**Stated problem:** Locate each line in the entries below that contains the string "mountain", and copy those lines.

**Records from a data collection:**
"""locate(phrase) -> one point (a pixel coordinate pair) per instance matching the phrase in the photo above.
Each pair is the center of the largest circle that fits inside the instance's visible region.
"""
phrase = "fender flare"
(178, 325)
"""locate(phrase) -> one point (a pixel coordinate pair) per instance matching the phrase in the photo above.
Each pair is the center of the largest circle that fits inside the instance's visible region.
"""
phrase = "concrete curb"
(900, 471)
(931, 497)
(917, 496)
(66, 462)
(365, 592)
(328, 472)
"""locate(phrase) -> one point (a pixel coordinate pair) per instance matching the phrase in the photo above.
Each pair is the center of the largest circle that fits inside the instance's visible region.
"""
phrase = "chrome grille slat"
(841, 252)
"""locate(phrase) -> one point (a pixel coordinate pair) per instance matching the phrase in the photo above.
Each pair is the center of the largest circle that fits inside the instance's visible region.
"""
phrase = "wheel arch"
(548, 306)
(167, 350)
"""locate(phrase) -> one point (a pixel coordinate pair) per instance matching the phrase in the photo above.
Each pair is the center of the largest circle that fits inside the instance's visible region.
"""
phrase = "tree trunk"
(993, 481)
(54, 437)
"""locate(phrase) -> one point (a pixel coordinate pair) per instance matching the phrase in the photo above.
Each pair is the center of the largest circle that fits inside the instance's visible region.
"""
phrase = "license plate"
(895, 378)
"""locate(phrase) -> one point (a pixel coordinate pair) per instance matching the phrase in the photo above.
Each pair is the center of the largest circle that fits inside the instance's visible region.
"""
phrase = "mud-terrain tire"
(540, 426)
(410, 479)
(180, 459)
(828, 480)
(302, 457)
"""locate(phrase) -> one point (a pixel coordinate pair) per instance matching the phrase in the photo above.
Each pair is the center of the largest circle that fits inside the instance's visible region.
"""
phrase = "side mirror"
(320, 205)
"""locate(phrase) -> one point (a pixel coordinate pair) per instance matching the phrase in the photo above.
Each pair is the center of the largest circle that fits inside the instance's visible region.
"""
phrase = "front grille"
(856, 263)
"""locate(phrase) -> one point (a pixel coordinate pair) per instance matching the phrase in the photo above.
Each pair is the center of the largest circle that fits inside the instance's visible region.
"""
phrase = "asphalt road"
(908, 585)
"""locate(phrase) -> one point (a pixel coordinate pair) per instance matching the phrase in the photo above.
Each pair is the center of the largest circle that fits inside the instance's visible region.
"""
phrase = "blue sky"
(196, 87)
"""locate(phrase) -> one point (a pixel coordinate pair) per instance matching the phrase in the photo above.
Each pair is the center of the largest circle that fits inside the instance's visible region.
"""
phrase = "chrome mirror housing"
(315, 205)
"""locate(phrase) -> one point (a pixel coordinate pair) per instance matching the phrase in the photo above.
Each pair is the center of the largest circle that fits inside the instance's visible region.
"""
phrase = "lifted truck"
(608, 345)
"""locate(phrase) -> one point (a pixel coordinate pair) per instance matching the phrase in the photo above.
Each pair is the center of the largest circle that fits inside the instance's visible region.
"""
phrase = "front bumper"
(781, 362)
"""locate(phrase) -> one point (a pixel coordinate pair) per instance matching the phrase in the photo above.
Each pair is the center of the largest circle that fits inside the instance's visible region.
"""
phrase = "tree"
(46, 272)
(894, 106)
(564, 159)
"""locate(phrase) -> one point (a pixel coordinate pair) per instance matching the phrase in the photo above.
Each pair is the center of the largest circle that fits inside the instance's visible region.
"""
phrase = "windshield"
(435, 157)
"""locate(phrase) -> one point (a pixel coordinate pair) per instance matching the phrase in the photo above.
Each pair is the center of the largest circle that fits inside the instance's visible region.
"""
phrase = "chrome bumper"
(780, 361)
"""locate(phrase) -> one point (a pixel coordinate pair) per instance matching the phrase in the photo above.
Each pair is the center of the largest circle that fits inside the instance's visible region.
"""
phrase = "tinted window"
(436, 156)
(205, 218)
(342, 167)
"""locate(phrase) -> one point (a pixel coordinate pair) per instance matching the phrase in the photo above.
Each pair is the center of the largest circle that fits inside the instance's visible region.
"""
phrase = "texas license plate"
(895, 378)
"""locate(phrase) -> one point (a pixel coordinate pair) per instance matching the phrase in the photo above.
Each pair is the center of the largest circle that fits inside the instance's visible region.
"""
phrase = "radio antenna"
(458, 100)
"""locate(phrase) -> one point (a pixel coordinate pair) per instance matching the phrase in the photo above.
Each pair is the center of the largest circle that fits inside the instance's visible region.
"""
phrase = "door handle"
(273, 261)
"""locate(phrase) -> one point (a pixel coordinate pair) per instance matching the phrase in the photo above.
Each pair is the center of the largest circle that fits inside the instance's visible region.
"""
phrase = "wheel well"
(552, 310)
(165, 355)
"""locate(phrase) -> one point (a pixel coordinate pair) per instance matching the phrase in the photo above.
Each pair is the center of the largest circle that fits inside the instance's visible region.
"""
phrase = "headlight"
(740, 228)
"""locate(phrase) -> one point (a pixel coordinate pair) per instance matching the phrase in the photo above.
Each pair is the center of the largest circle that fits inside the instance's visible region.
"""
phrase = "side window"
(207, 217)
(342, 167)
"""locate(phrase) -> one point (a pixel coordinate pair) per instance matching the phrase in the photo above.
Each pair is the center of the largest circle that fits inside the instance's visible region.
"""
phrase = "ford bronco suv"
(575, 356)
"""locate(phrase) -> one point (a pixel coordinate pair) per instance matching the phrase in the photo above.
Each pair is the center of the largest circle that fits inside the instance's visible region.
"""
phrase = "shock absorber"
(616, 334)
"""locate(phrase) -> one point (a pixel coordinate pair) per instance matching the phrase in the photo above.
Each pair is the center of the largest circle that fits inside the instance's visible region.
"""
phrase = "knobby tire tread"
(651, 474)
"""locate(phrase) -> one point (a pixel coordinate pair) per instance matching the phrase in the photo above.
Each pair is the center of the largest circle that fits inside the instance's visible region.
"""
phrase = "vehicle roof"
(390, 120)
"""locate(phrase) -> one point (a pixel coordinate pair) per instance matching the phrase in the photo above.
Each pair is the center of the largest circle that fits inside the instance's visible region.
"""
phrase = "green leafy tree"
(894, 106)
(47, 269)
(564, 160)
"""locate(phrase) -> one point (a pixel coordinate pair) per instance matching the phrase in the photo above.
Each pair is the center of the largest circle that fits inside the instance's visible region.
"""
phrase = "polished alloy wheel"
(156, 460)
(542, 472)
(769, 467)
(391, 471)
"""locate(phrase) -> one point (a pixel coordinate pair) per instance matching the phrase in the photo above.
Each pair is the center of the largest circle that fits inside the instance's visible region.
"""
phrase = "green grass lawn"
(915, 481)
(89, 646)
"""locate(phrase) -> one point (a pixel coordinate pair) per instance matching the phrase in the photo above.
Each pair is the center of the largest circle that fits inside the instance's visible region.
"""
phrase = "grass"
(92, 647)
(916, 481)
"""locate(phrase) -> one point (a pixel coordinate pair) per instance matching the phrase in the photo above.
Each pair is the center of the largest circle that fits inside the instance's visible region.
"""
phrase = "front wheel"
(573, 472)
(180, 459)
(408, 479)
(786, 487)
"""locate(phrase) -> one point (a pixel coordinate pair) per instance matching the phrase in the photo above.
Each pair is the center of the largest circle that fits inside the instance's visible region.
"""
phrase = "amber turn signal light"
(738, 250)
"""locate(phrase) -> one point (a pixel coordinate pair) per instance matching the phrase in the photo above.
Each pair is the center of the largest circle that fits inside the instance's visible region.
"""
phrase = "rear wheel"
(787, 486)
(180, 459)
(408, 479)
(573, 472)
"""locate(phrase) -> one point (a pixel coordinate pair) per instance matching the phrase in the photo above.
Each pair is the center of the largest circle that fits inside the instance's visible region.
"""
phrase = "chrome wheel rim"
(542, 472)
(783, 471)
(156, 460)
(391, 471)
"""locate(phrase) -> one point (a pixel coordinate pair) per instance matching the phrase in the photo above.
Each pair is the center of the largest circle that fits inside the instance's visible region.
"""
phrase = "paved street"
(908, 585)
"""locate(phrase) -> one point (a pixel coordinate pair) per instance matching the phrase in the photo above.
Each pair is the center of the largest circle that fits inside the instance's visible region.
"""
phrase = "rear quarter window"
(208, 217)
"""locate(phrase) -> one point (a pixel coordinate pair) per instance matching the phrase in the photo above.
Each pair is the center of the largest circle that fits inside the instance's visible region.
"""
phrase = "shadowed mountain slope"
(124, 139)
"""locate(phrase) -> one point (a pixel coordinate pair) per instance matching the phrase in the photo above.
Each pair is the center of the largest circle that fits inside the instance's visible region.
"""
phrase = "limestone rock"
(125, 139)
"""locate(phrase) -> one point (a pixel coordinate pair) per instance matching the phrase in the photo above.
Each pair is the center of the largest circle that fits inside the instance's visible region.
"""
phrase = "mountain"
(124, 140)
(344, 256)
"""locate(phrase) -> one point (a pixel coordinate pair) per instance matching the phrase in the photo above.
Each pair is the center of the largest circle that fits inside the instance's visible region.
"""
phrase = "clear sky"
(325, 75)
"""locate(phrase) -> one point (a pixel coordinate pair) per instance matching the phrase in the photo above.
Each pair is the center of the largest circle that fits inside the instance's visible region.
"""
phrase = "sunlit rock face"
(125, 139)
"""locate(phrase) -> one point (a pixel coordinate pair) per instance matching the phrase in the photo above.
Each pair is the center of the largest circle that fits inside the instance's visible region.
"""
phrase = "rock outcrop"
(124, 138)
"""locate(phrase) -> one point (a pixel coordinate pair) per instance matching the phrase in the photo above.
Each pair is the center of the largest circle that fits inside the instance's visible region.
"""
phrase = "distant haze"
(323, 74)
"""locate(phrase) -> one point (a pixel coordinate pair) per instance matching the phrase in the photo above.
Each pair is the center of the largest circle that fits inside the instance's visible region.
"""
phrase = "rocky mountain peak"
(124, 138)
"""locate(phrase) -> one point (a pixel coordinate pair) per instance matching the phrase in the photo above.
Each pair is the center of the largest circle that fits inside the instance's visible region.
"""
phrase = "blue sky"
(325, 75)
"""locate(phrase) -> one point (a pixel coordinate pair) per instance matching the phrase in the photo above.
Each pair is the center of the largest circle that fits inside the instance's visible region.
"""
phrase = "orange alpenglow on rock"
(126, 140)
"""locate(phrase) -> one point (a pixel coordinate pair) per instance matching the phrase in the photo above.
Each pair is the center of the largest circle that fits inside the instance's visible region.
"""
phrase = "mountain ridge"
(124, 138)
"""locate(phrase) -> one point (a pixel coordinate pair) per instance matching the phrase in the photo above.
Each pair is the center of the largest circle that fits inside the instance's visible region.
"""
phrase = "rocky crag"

**Response to this task:**
phrase = "shadowed mountain slope"
phrase = "mountain"
phrase = "rocky mountain peak"
phrase = "mountain ridge"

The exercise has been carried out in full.